TASK REQUIREMENTS –
1. In the text on LDA for dimensionality reduction, what ratio does the linear projection maximize?
2. Rewrite the passage of the LDA text that begins at the words "Suppose we have" and stops after "in class \(k\).", changing every "samples" to "observations".

TEXT SHOWN –
::::
LDA: Dimensionality Reduction¶

Linear Discriminant Analysis (LDA) is widely considered as a dimensionality reduction technique with a goal of finding a linear projection \(\mathbf{w}\) that maximizes the ratio of between-class variance to within-class variance.

Within / Between Class Variance¶

Suppose we have a \(p\)-dimensional dataset \(\mathcal{D} = \{\mathbf{x}_i\}_{i=1}^N\) with \(N\) samples and \(K\) classes. The mean vector of each class \(\mathbf{\mu}_k\) is defined as:

\[ \mathbf{\mu}_k = \frac{1}{N_k} \sum_{\mathbf{x} \in \mathcal{D}_k} \mathbf{x} \]

where \(N_k\) is the number of samples in class \(k\) and \(\mathcal{D}_k\) is the set of samples in class \(k\).

The within-class scatter matrix for class \(k\) is defined as:

\[ \mathbf{S}_{W_k} = \sum_{\mathbf{x} \in \mathcal{D}_k} (\mathbf{x} - \mathbf{\mu}_k) (\mathbf{x} - \mathbf{\mu}_k)^T \]

The within-class scatter matrix for the entire dataset is defined as:

\[\mathbf{S}_W = \sum_{k=1}^K \mathbf{S}_{W_k}\]

The between-class scatter matrix is defined as:

\[ \mathbf{S}_B = \sum_{k=1}^K N_k (\mathbf{\mu}_k - \mathbf{\mu}) (\mathbf{\mu}_k - \mathbf{\mu})^T \]

where \(\mathbf{\mu}\) is the mean vector of the entire dataset:

\[\mathbf{\mu} = \frac{1}{N} \sum_{\mathbf{x} \in \mathcal{D}} \mathbf{x}\]

Optimal Projection¶

Suppose the optimal projection is \(\mathbf{w}\). The original dataset can be projected onto \(\mathbf{w}\) to obtain a one-dimensional dataset \(\mathcal{D}' = \{y_i\}_{i=1}^N\) where \(y_i = \mathbf{w}^T \mathbf{x}_i\).
::::
DATA PROVIDED –
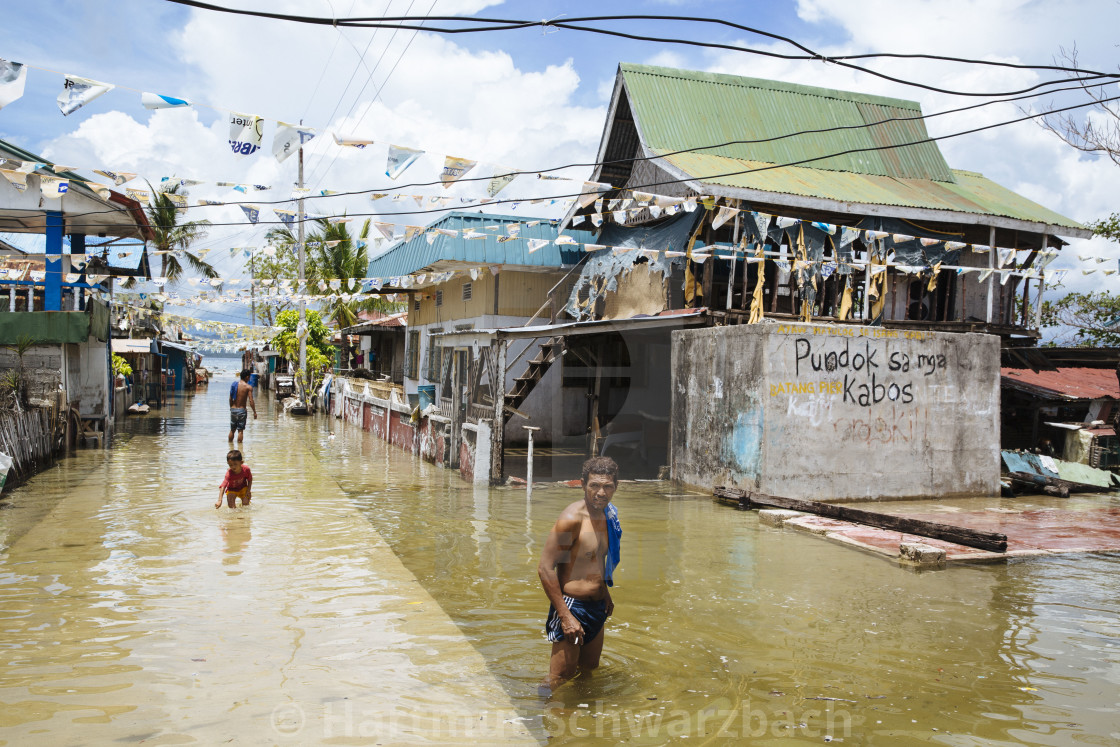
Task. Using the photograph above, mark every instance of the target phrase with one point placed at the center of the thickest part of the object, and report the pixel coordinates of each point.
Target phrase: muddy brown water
(371, 598)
::::
ANSWERS IN ORDER –
1. The ratio of between-class variance to within-class variance.

2.
Suppose we have a \(p\)-dimensional dataset \(\mathcal{D} = \{\mathbf{x}_i\}_{i=1}^N\) with \(N\) observations and \(K\) classes. The mean vector of each class \(\mathbf{\mu}_k\) is defined as:

\[ \mathbf{\mu}_k = \frac{1}{N_k} \sum_{\mathbf{x} \in \mathcal{D}_k} \mathbf{x} \]

where \(N_k\) is the number of observations in class \(k\) and \(\mathcal{D}_k\) is the set of observations in class \(k\).